>> START Items

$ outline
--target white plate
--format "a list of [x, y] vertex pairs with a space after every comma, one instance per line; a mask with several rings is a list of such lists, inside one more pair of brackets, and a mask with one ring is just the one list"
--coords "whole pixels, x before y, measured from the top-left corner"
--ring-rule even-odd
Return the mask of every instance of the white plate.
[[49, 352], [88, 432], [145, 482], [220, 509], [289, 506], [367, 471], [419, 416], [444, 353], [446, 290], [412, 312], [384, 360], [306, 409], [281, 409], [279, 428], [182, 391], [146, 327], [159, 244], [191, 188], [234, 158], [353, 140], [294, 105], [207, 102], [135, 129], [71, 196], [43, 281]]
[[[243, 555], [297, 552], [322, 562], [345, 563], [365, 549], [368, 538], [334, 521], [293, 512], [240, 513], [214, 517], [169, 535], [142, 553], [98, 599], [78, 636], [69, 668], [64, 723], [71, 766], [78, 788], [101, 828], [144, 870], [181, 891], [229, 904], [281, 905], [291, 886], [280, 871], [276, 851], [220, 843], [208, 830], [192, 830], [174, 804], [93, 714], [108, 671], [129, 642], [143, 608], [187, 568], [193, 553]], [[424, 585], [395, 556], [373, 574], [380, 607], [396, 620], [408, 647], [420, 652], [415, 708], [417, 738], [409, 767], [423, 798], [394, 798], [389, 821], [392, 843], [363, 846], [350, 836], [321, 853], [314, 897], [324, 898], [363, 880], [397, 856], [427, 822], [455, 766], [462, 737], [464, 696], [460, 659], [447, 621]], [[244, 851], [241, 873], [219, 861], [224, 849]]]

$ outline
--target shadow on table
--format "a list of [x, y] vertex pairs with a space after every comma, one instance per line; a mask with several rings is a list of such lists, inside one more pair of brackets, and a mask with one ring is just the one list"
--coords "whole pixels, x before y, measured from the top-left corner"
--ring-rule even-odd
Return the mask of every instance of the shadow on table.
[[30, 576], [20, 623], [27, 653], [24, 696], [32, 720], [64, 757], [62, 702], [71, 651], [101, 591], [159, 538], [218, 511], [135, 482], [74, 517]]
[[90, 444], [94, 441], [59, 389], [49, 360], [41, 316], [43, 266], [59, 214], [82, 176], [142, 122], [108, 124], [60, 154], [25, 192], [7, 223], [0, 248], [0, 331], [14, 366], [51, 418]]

>> END Items

• Exercise:
Reproduce every line of the entries above without changing a single character.

• Exercise response:
$ outline
--target white plate
--format "a list of [x, y] vertex pairs with a space after every comma, one instance per line; a mask with several rings is a list of such lists, inside one more pair of brackets, and a mask with one ring is just the one list"
--coords "whole pixels, x before y, measured from the top-left corner"
--ring-rule even-odd
Return the mask of every instance of the white plate.
[[49, 352], [88, 432], [145, 482], [220, 509], [289, 506], [367, 471], [419, 416], [444, 353], [446, 290], [412, 312], [384, 360], [306, 409], [281, 409], [279, 428], [182, 391], [146, 327], [159, 244], [191, 188], [234, 158], [353, 140], [294, 105], [207, 102], [135, 129], [71, 196], [43, 281]]
[[[243, 555], [297, 552], [322, 562], [345, 563], [365, 549], [368, 538], [334, 521], [293, 512], [240, 513], [214, 517], [169, 535], [142, 553], [98, 599], [78, 636], [69, 668], [64, 723], [71, 766], [78, 788], [101, 828], [144, 870], [181, 891], [229, 904], [281, 905], [291, 886], [280, 871], [276, 851], [220, 843], [208, 830], [192, 830], [174, 804], [93, 714], [108, 671], [129, 642], [143, 608], [187, 568], [193, 553]], [[424, 585], [395, 556], [373, 574], [380, 607], [396, 620], [408, 647], [420, 652], [415, 708], [417, 738], [409, 767], [423, 798], [394, 798], [389, 821], [392, 843], [363, 846], [350, 836], [321, 853], [314, 897], [324, 898], [363, 880], [397, 856], [427, 822], [455, 766], [462, 737], [464, 696], [460, 659], [447, 621]], [[244, 851], [241, 873], [219, 861], [224, 849]]]

$ outline
--target shadow on table
--format "a list of [x, y] vertex pairs with a space after every comma, one instance per line; a mask with several rings is a list of such lists, inside one more pair of brackets, and a mask with one ring is just the one list"
--coords "whole pixels, x before y, measured from the top-left corner"
--ring-rule even-odd
Return the mask of every instance of the shadow on table.
[[30, 576], [20, 623], [27, 653], [24, 696], [32, 720], [64, 757], [62, 702], [71, 651], [101, 591], [159, 538], [218, 511], [135, 482], [74, 517]]
[[90, 444], [94, 441], [59, 389], [49, 360], [41, 316], [43, 266], [59, 214], [82, 176], [142, 122], [108, 124], [60, 154], [25, 192], [7, 223], [0, 248], [0, 331], [14, 366], [51, 418]]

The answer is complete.